Aim: How many lines in the entries below contain the word "roof"? Reply with the number alone.

Records shown:
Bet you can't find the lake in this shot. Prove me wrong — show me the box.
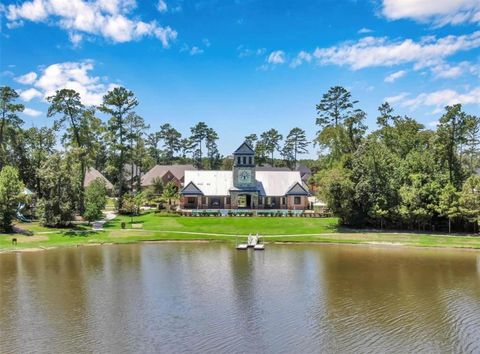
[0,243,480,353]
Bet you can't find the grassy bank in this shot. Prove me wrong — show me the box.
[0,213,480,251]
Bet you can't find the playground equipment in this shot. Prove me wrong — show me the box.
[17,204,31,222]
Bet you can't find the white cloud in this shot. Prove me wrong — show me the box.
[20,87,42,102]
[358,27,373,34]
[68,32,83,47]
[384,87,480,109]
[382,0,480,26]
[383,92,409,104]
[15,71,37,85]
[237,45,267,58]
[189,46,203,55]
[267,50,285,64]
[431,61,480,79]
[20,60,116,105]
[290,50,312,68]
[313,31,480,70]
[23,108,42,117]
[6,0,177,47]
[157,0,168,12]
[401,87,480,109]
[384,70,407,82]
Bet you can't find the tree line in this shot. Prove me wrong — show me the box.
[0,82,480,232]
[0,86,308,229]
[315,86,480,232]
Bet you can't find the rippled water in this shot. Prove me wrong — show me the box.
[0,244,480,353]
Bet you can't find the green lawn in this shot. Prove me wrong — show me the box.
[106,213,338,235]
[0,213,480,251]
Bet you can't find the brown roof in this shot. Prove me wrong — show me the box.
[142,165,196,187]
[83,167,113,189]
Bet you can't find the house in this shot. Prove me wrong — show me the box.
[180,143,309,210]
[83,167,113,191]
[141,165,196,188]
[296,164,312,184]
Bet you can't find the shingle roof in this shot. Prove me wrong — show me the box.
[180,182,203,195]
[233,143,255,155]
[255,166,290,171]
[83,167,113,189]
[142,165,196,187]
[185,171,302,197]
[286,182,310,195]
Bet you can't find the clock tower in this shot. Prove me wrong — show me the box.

...

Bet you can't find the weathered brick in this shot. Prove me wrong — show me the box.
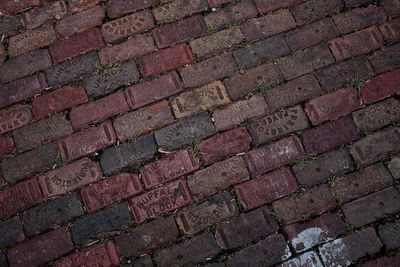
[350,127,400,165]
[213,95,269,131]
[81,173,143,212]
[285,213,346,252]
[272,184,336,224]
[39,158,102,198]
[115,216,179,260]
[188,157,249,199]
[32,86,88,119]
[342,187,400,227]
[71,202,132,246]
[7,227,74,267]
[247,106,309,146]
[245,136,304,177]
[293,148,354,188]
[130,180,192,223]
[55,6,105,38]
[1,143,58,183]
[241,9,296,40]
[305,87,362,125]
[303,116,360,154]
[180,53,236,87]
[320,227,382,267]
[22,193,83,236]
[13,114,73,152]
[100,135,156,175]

Response: 2